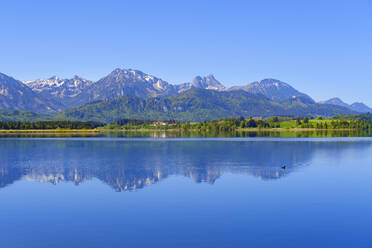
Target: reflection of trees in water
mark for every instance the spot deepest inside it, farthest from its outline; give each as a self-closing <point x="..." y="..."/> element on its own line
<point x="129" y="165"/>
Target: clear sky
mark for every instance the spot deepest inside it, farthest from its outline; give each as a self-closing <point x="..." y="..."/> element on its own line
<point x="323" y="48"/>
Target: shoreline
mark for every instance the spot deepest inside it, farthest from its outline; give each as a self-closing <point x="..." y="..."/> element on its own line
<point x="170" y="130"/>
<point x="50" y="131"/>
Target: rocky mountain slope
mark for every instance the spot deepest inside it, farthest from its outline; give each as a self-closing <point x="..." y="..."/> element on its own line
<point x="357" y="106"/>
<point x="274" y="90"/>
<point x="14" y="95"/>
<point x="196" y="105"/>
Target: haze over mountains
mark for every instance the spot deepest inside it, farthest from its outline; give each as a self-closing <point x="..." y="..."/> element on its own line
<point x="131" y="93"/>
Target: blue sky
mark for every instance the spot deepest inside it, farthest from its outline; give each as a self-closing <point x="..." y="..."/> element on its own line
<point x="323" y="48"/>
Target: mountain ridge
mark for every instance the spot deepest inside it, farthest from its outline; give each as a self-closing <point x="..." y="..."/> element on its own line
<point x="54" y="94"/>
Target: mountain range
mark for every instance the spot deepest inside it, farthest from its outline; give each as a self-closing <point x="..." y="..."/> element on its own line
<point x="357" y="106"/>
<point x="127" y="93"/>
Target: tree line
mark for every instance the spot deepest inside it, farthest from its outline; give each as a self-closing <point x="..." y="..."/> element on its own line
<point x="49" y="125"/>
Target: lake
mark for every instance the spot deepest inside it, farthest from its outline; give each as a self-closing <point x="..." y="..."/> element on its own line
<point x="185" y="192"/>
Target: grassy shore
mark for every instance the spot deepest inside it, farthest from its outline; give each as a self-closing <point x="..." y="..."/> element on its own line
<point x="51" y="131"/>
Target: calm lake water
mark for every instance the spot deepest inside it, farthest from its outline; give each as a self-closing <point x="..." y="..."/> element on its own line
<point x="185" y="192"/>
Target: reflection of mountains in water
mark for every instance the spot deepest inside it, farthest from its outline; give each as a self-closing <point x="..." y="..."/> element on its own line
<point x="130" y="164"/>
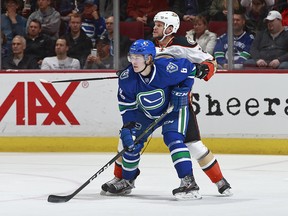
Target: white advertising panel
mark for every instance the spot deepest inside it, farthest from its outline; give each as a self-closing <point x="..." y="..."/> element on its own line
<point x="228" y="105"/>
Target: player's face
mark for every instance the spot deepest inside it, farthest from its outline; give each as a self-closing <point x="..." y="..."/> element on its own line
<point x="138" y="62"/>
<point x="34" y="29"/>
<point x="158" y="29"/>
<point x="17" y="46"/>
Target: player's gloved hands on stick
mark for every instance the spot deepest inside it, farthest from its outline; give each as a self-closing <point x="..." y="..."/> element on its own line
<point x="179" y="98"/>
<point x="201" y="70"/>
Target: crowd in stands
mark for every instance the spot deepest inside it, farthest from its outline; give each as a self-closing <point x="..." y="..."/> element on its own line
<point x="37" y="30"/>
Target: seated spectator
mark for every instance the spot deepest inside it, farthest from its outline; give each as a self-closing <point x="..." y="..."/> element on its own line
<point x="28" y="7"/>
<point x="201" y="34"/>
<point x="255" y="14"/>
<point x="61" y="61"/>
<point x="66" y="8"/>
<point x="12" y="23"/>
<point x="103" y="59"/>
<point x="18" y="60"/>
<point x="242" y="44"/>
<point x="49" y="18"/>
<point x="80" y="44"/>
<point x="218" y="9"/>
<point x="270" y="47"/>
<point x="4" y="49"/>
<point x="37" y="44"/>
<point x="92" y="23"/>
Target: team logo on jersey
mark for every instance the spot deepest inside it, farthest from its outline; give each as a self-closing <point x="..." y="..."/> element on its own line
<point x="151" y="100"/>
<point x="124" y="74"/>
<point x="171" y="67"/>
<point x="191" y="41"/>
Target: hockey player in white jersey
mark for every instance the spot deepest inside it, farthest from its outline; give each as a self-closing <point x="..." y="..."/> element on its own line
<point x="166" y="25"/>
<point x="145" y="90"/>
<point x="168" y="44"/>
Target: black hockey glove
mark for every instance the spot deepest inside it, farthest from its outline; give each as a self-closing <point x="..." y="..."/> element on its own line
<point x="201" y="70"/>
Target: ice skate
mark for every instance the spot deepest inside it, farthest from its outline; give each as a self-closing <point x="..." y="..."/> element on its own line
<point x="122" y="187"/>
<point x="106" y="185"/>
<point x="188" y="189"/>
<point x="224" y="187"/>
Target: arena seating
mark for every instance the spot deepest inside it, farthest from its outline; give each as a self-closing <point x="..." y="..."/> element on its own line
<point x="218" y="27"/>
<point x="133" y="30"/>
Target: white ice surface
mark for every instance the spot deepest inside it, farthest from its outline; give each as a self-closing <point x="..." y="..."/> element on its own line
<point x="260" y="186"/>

- **Exercise description**: With "mountains" as the string to match, show every line of the entries above that has it.

- **Reply**:
Target: haze over mountains
Target: reflection of mountains in water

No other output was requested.